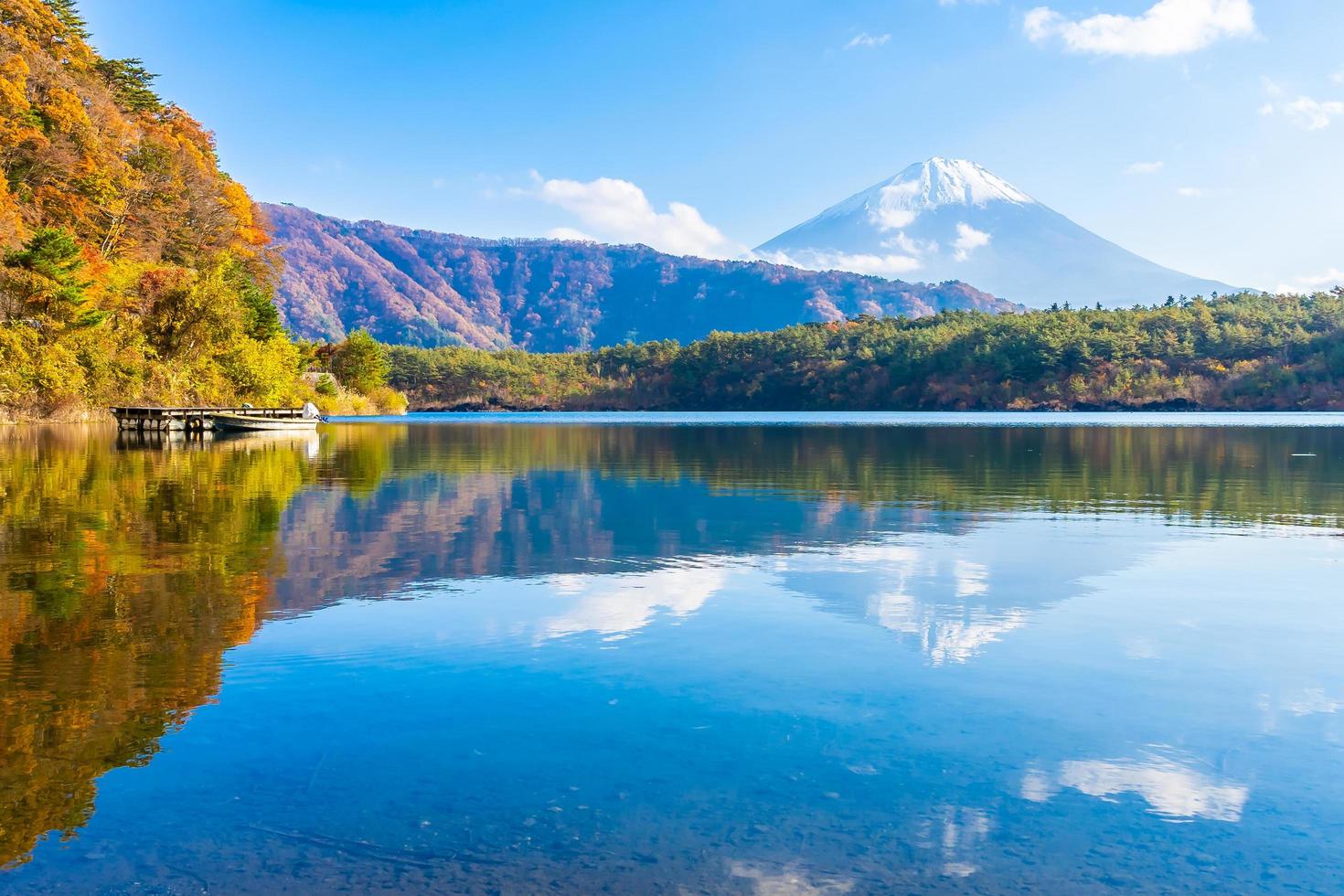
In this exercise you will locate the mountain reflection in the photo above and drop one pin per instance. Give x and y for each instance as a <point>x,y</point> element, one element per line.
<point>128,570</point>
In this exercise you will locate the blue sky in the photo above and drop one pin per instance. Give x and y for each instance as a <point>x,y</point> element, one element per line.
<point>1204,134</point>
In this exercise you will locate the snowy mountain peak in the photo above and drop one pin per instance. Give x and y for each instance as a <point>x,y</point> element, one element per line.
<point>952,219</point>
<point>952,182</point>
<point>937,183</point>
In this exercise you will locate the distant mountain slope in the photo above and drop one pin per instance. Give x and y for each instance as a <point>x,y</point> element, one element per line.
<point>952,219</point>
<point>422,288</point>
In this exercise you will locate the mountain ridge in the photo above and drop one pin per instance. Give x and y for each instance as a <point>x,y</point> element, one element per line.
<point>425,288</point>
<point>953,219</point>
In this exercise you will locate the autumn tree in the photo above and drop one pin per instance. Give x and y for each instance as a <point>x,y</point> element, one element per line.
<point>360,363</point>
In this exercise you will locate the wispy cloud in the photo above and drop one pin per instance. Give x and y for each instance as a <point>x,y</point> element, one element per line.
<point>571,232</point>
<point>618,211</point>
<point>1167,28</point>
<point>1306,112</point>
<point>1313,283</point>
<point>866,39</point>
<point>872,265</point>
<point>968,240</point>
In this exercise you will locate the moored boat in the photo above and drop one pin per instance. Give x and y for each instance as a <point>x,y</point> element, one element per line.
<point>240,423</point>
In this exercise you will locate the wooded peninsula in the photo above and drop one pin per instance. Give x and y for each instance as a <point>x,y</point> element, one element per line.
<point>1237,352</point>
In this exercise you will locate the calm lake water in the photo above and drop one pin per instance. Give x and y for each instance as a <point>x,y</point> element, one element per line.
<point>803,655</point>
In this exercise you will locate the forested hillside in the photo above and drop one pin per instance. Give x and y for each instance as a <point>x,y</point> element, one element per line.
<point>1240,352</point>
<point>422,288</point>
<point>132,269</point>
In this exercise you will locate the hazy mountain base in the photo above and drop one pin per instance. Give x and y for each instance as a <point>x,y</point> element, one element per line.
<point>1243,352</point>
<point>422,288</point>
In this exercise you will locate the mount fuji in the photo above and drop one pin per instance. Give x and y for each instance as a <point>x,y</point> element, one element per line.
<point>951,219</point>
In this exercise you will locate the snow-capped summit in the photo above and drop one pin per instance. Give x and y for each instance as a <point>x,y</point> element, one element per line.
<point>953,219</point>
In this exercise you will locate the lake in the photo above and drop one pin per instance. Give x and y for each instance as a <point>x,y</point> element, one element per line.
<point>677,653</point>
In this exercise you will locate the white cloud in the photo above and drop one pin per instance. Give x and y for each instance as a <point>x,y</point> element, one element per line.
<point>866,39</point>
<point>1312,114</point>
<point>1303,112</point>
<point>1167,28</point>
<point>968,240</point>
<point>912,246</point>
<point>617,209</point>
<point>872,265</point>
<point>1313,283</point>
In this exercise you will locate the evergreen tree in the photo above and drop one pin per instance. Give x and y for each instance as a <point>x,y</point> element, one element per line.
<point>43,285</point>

____________________

Exercise details:
Rewrite the lines from the first one through the line with "<point>1204,134</point>", swapping "pin" for "marker" and changing nothing else. Omit the pictures.

Exercise output:
In this exercise you will locate the mountain reflection in the photo above and drop one marker per instance. Give x and y for each instance as a <point>x,y</point> element, one element per line.
<point>128,570</point>
In this exercise you will locate the blue sky in the photo above and drop one marker per instance. Give x and y for each instance as a <point>x,y</point> element, one element per line.
<point>1204,134</point>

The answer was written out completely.